Look below for the line containing "Query: green upholstered armchair" and the line containing "wooden backrest in"; repeat exactly those two lines and all lines between them, and nothing else.
** Dataset extract follows **
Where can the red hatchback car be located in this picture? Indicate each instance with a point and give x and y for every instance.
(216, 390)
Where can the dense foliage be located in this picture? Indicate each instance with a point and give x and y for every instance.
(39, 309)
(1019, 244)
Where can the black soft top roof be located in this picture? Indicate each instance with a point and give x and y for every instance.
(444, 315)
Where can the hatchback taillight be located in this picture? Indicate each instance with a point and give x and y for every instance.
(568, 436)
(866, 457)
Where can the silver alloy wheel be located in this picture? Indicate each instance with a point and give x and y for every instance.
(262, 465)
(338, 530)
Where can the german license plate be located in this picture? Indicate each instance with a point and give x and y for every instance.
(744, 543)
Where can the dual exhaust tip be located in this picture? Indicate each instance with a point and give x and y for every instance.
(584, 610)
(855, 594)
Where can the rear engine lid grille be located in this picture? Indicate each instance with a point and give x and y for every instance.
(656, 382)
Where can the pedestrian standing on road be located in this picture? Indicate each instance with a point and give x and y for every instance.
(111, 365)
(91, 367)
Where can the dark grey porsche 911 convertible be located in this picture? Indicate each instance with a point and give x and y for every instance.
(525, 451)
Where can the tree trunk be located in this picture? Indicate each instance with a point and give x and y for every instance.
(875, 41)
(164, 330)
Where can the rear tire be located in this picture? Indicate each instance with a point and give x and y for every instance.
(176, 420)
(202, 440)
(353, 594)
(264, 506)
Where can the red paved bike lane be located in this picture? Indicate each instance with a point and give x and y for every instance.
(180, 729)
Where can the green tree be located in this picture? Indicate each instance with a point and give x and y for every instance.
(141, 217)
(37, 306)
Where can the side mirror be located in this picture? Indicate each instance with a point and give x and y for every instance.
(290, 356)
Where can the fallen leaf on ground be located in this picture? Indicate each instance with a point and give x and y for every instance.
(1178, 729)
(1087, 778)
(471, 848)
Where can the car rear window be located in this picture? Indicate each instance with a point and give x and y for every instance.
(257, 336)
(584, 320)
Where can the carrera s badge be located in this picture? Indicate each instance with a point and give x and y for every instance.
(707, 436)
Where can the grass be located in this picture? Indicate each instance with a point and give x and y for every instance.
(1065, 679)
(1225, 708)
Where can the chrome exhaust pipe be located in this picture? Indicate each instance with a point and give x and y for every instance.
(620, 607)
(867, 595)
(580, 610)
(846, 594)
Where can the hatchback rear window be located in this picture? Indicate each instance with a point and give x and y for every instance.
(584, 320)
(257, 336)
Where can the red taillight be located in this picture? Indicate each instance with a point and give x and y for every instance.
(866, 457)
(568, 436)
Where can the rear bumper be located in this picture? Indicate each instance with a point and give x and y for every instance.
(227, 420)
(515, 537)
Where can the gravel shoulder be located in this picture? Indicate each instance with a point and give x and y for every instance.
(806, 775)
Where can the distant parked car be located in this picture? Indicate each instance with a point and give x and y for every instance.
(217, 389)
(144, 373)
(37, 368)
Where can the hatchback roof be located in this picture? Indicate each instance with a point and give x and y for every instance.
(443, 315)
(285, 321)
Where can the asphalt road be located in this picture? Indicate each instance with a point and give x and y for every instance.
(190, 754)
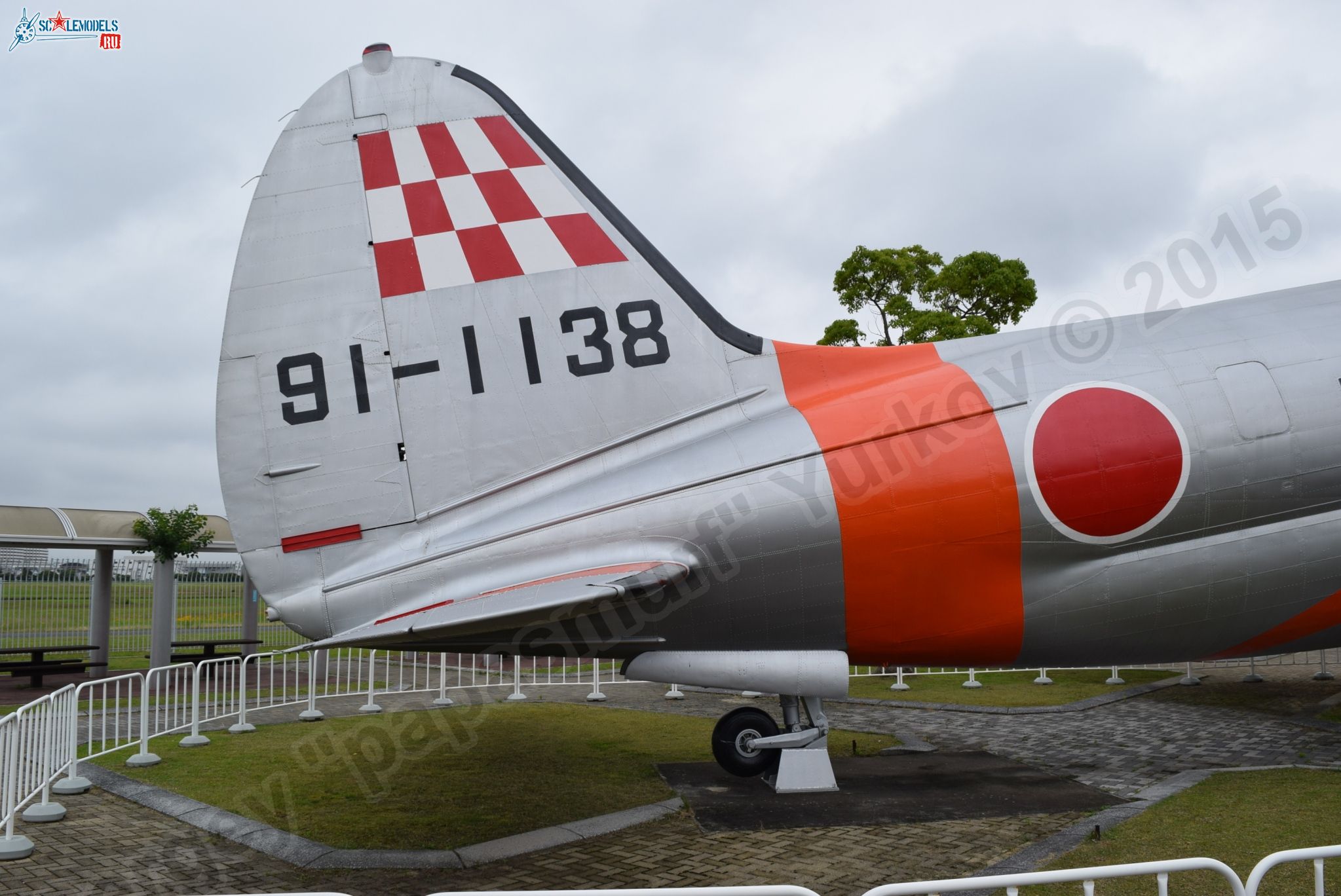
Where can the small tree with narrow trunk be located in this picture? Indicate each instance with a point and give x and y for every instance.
(174, 533)
(914, 295)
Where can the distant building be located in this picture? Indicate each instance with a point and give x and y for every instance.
(22, 557)
(137, 568)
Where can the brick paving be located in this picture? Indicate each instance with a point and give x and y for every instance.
(110, 846)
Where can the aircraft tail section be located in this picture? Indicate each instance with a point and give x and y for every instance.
(432, 302)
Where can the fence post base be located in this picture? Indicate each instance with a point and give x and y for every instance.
(41, 813)
(1190, 681)
(71, 787)
(15, 848)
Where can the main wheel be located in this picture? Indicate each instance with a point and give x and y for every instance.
(732, 742)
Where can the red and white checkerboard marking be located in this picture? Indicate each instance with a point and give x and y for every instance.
(466, 202)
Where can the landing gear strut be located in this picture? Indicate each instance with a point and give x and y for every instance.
(747, 743)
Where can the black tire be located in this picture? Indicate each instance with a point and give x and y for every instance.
(731, 742)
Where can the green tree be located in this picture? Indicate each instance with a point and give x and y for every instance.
(174, 533)
(916, 297)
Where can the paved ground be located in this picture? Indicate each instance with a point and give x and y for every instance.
(110, 846)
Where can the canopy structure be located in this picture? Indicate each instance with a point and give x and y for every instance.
(83, 529)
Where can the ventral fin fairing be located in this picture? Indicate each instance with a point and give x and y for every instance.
(464, 404)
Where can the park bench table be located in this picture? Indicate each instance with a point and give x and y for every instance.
(37, 665)
(210, 650)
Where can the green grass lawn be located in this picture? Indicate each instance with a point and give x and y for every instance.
(1237, 817)
(1002, 688)
(442, 778)
(48, 612)
(1224, 688)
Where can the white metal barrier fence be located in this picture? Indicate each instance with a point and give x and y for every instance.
(1011, 884)
(51, 736)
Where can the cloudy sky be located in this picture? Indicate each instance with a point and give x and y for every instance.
(754, 143)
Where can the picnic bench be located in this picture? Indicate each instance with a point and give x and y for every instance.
(208, 650)
(38, 665)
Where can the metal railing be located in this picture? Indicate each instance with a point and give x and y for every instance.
(1082, 876)
(1313, 853)
(35, 746)
(47, 603)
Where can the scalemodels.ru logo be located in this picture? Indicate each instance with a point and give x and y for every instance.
(62, 27)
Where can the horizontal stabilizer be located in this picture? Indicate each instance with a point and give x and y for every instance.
(512, 607)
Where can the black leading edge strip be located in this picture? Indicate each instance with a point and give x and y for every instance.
(725, 330)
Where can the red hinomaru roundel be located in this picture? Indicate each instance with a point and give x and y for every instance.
(1105, 462)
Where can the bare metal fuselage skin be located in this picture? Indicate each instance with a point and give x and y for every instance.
(892, 503)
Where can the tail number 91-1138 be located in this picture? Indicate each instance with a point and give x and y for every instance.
(643, 345)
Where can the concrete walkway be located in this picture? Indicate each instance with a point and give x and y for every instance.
(107, 844)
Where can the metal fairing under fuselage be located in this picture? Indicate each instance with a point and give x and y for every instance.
(466, 405)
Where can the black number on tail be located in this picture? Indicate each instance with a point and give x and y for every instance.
(635, 334)
(594, 340)
(356, 358)
(316, 388)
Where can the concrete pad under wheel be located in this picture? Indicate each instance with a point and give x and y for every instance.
(882, 791)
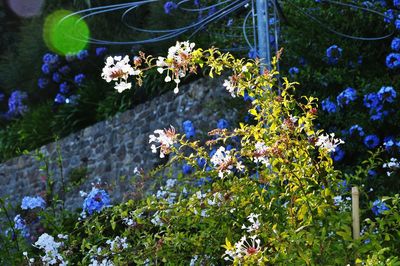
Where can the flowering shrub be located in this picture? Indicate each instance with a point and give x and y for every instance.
(271, 197)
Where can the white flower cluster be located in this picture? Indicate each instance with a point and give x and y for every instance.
(118, 244)
(230, 86)
(392, 165)
(224, 161)
(328, 142)
(176, 63)
(260, 152)
(166, 139)
(243, 248)
(118, 69)
(255, 223)
(47, 243)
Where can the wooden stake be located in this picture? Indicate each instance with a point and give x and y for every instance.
(355, 206)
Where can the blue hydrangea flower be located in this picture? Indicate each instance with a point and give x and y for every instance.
(357, 128)
(371, 141)
(187, 169)
(346, 96)
(56, 77)
(393, 60)
(328, 106)
(96, 201)
(371, 100)
(201, 162)
(389, 16)
(43, 83)
(20, 225)
(60, 99)
(46, 69)
(83, 54)
(333, 53)
(387, 94)
(338, 154)
(189, 129)
(50, 59)
(378, 207)
(293, 71)
(64, 88)
(397, 24)
(101, 51)
(32, 203)
(222, 123)
(253, 54)
(395, 45)
(15, 103)
(169, 6)
(64, 70)
(79, 79)
(378, 114)
(372, 173)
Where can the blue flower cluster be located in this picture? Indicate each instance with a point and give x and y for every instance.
(169, 6)
(96, 201)
(333, 53)
(378, 207)
(15, 103)
(29, 203)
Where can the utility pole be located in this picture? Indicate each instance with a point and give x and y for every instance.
(263, 41)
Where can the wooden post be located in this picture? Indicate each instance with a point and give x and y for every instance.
(355, 206)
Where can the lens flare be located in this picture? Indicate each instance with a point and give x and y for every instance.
(26, 8)
(65, 32)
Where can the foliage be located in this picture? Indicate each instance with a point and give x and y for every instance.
(274, 198)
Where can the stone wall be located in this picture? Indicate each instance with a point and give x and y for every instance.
(113, 148)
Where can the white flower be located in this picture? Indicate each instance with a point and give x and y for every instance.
(230, 87)
(47, 243)
(119, 69)
(166, 139)
(243, 248)
(328, 142)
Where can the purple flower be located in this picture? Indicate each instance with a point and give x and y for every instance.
(43, 83)
(378, 207)
(328, 106)
(46, 69)
(393, 60)
(371, 141)
(346, 96)
(389, 16)
(387, 94)
(96, 201)
(293, 71)
(60, 99)
(79, 79)
(64, 88)
(333, 53)
(15, 103)
(32, 203)
(187, 169)
(189, 129)
(222, 124)
(357, 128)
(169, 6)
(371, 100)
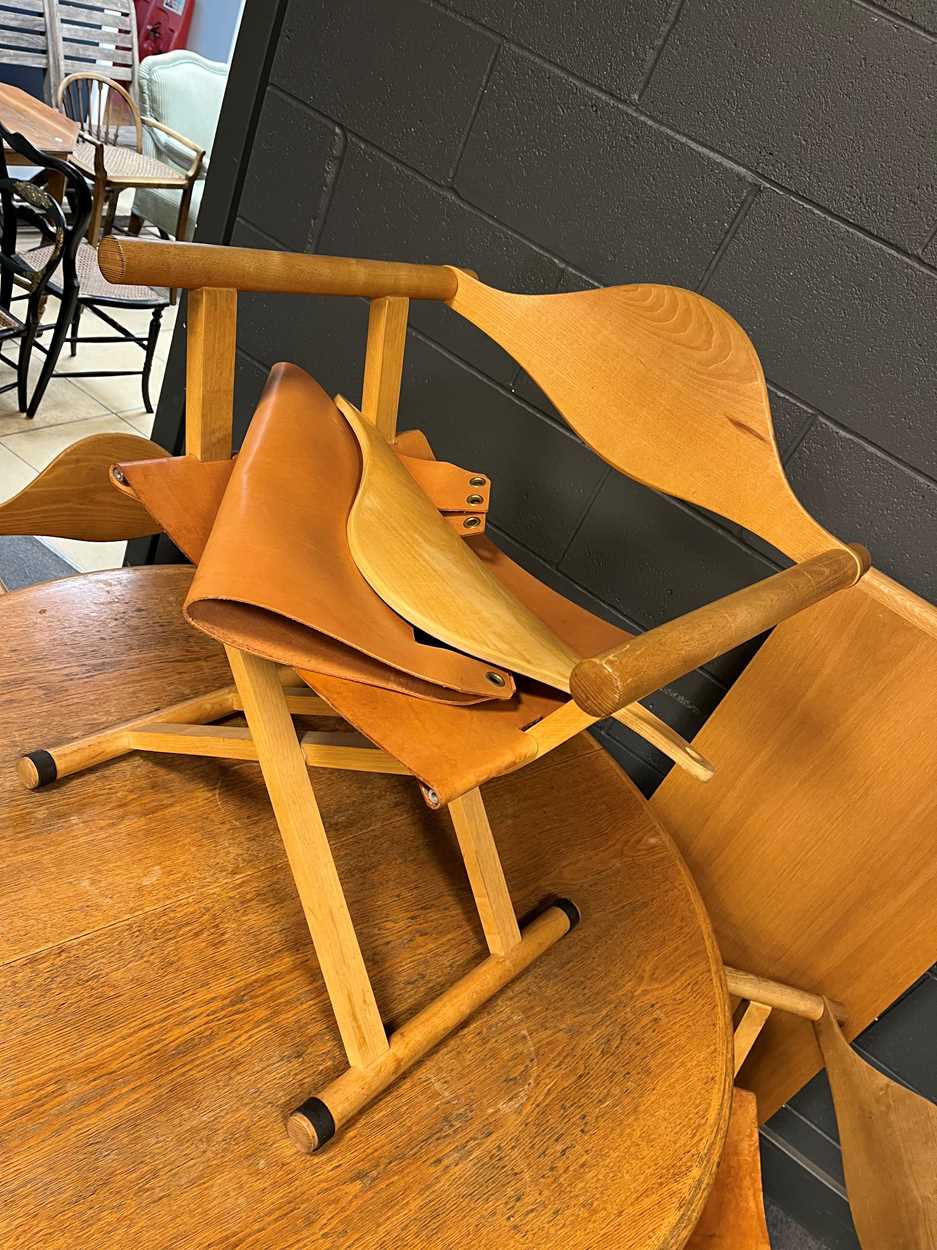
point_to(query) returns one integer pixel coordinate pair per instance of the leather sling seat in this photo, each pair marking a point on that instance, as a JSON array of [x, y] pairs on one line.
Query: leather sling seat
[[275, 576]]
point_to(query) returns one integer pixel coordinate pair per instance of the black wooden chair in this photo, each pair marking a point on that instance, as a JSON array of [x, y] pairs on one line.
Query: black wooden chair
[[28, 205], [66, 266]]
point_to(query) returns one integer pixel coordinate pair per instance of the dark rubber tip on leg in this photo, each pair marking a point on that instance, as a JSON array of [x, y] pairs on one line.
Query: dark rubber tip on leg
[[45, 768], [571, 910], [319, 1115]]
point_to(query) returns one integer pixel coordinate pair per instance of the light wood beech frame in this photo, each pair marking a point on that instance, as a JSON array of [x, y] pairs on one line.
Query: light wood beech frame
[[264, 693]]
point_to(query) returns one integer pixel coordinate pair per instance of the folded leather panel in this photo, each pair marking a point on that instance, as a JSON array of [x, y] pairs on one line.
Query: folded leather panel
[[449, 746], [275, 574]]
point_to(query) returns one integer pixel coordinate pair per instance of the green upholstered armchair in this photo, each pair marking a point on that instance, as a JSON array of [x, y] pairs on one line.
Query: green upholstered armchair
[[183, 91]]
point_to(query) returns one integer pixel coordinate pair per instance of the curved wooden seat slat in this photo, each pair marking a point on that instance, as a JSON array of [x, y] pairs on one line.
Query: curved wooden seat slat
[[164, 1009], [422, 569], [73, 496]]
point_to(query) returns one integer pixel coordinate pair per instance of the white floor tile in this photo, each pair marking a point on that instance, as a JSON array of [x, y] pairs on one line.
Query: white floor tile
[[140, 419], [39, 448], [63, 401], [14, 474], [121, 394], [119, 354], [89, 556]]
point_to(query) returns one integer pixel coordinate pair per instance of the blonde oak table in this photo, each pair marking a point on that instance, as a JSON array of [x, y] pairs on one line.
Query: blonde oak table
[[163, 1009], [46, 129]]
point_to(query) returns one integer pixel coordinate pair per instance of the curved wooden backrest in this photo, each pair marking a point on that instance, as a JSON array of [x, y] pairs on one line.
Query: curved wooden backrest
[[73, 496], [665, 386], [888, 1138]]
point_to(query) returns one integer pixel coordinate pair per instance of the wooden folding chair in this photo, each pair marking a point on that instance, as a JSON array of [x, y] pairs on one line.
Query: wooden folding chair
[[659, 381]]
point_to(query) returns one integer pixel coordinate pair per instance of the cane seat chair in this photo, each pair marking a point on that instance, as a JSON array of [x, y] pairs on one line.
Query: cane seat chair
[[110, 149], [335, 549]]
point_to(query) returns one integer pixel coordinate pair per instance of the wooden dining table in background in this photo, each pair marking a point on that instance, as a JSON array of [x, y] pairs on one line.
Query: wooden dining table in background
[[50, 131]]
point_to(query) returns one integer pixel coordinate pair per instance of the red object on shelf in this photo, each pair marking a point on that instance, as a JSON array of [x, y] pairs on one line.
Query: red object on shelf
[[163, 25]]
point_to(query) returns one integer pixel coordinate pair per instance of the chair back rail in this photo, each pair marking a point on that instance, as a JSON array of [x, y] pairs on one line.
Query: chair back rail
[[103, 108]]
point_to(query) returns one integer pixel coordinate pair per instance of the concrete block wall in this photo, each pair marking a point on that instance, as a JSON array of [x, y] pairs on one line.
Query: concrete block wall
[[778, 158]]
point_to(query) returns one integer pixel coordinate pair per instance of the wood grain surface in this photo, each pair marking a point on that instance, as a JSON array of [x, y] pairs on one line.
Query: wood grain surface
[[163, 1008], [813, 843]]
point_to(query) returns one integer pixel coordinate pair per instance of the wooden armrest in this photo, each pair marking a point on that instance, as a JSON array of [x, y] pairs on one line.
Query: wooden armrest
[[607, 683], [190, 265], [199, 153]]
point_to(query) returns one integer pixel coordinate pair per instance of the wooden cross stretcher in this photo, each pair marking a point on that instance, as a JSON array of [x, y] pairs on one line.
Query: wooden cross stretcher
[[661, 383]]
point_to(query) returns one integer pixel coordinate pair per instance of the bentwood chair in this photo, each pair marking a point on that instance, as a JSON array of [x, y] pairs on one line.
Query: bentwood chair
[[31, 206], [110, 149], [66, 265]]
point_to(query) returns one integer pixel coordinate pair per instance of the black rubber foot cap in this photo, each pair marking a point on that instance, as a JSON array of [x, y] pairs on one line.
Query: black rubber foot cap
[[571, 910], [320, 1118], [45, 768]]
** End of Dataset extract **
Result =
Query: green upholstered armchair
[[183, 91]]
point_to(query) returns one integer pixel coordinate pair per instance of the curved wooden seat slat in this photo, each pair marking a point on that instance, as a JSON array of [x, y] pairs on one line.
Query: curved wooden seat slat
[[164, 1009], [422, 569], [73, 496]]
point_to(query) returns one integer pixel coordinate pair per instance of the white floor tile in this photo, each pair marking a point on that instance, as a JSON array of [x, y] pairs on one line.
Query: white floor tile
[[140, 419], [39, 448], [63, 401], [14, 474], [121, 394], [119, 354], [89, 556]]
point_to(query) returns one integer pixel coordinate pair per instance of the blonde oak table in this photo, each pair marking a point on that instance, as a JSON array of [x, y] pairs on one line.
Query: blonde oak table
[[163, 1009], [46, 129]]
point_to(query) returns one integer pixel coordinate pair per instance of the curved wooden backrest in this photo, each pair marking a point on that instance, as a JSON array of [x, y] pairs on one line.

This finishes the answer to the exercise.